»»

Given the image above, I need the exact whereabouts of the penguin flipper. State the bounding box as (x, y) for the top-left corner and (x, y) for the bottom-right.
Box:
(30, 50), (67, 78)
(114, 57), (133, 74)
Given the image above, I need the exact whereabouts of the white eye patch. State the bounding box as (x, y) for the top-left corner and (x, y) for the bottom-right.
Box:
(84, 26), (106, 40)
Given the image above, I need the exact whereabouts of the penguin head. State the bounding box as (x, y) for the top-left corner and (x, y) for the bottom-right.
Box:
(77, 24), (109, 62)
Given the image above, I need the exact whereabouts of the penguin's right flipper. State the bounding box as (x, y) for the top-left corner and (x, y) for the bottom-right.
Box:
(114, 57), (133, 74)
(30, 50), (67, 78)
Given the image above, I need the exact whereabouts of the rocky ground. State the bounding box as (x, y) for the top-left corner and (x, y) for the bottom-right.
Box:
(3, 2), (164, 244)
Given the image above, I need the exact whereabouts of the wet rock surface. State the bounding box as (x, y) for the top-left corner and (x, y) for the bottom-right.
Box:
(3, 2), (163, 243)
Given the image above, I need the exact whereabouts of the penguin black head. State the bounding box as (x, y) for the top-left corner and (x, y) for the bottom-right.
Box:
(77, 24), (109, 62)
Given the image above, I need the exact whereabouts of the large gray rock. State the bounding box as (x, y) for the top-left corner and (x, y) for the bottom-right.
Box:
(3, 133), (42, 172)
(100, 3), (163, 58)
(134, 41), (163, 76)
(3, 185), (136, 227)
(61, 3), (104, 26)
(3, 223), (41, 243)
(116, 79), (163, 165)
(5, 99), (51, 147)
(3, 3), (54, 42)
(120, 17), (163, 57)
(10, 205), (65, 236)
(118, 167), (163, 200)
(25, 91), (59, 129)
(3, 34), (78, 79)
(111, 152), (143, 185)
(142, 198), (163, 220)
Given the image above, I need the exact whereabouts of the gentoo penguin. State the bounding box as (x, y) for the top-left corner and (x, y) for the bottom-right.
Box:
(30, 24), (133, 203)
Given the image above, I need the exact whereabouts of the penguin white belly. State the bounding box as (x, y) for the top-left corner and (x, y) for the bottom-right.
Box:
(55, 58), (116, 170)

««
»»

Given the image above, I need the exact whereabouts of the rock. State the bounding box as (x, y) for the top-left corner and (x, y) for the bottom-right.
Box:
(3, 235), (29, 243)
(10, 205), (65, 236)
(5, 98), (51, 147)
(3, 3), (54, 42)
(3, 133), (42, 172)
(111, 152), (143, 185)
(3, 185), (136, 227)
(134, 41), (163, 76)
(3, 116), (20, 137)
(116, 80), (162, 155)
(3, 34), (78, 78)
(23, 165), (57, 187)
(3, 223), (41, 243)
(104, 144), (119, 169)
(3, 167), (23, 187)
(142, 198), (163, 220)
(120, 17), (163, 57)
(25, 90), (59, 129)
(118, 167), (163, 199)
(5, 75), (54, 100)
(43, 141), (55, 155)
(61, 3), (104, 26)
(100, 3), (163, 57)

««

● Exercise objective
From the line containing "the penguin flipper." down to the line containing "the wet rock" in the material above, reproduce every line exactly, including the two end lines.

● Result of this task
Given the image above, I need the exact whereabouts of the penguin flipper. State the bounding box as (x, y) for the top-left corner and (x, y) for the bottom-right.
Box:
(30, 50), (67, 78)
(114, 57), (133, 74)
Given the image above, I need the exact whereabouts of the white eye patch. State the bounding box as (x, y) for the top-left corner and (x, y) for the bottom-right.
Box:
(84, 26), (106, 40)
Given the image above, I need the exact whereabouts of the penguin head. State the bounding box as (x, y) for the top-left corner and (x, y) for the bottom-right.
Box:
(77, 24), (109, 62)
Given the image above, I need the exact whereabouts of the penguin's right flipper. State the bounding box as (x, y) for the top-left corner and (x, y) for the bottom-right.
Box:
(114, 57), (133, 74)
(30, 50), (67, 78)
Given the image above, I need the exact whereabouts of the rocky ground. State the bounding box as (x, y) for the top-left corner and (x, y) for the bottom-right.
Box:
(3, 2), (164, 244)
Given the image above, I need the exact whereabouts of the wet rock surface. State the bounding box as (x, y) for the top-left corner and (x, y) for the bottom-right.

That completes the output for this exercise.